Return the passage on Sheridan's stage career from 1865 to the early 1870s, reproducing the entire text without any changes.

• **Passage to read**:

= = = = =

In July, 1865 Sheridan made his debut at Niblo's Garden, New York in Dion Boucicault's Arrah Na Pouge, playing Beamish McGoul with Thomas Henry Glenney (his American debut) as Shawn the Post, Josephine Orton as Arrah Mellish and Mary Wells playing Katy. When Edwin Forrest began his engagement at Niblo's that September, Sheridan would fill in as his substitute on the actor’s off days. Sheridan later returned as a lead actor to Pike's Opera House until the theatre was consumed by fire in March 1866. Over the following several seasons Sheridan was associated with theatres in St. Louis, Washington D. C., Boston, New Orleans and Philadelphia. In November 1867 he received praise for his interpretation of Captain Hawtree in the T. W. Robertson play Caste at the National Theatre, Washington D. C. By 1870 he was the lead actor at the Chestnut Street Theatre, Philadelphia, and by the early 1870s Sheridan was a member of Edwin Booth's company at Booth's Theatre, New York performing second lead in Shakespearean tragedies.

= = = = =

[Records drawn from a dataset]
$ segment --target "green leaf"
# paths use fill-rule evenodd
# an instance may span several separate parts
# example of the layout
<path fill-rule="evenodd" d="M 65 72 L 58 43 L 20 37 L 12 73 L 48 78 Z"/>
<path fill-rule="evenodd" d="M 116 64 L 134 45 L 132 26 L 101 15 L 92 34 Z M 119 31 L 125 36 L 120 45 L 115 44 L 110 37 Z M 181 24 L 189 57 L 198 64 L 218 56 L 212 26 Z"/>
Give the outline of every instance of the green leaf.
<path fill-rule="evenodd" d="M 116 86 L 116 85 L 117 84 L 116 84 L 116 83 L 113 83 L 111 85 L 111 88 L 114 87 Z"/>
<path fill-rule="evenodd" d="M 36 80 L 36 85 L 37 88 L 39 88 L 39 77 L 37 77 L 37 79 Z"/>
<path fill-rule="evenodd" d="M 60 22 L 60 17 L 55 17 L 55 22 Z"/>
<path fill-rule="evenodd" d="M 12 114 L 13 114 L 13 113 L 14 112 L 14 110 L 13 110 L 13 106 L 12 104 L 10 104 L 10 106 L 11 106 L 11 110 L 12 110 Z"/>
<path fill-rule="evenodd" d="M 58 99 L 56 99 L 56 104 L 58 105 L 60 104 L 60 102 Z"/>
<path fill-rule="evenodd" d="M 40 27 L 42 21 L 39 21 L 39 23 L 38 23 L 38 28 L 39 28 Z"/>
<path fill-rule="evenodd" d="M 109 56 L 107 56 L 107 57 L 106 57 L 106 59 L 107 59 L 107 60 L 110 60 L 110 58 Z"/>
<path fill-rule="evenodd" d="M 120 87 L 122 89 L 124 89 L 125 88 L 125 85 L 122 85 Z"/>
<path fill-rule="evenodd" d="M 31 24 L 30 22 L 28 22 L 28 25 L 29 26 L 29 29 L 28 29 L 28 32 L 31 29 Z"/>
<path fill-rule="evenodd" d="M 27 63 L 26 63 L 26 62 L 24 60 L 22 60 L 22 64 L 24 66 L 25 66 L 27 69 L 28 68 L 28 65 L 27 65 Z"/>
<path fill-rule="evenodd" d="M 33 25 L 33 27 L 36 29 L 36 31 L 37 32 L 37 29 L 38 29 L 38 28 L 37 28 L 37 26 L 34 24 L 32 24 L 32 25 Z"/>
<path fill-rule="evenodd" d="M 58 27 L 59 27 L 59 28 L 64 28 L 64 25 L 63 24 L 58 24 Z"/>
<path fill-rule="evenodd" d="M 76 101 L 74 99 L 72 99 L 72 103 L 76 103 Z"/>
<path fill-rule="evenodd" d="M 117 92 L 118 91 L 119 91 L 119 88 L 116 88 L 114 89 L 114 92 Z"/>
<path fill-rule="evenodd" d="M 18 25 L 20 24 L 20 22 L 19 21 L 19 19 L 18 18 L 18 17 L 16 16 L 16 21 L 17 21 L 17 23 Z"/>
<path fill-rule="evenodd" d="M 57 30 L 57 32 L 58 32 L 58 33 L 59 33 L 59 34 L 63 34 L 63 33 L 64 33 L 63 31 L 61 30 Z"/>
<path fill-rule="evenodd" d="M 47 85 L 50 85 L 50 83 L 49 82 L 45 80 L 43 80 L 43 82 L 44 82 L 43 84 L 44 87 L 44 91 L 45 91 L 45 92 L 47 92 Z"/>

= = = = =

• **Finished task**:
In July, 1865 Sheridan made his debut at Niblo's Garden, New York in Dion Boucicault's Arrah Na Pouge, playing Beamish McGoul with Thomas Henry Glenney (his American debut) as Shawn the Post, Josephine Orton as Arrah Mellish and Mary Wells playing Katy. When Edwin Forrest began his engagement at Niblo's that September, Sheridan would fill in as his substitute on the actor’s off days. Sheridan later returned as a lead actor to Pike's Opera House until the theatre was consumed by fire in March 1866. Over the following several seasons Sheridan was associated with theatres in St. Louis, Washington D. C., Boston, New Orleans and Philadelphia. In November 1867 he received praise for his interpretation of Captain Hawtree in the T. W. Robertson play Caste at the National Theatre, Washington D. C. By 1870 he was the lead actor at the Chestnut Street Theatre, Philadelphia, and by the early 1870s Sheridan was a member of Edwin Booth's company at Booth's Theatre, New York performing second lead in Shakespearean tragedies.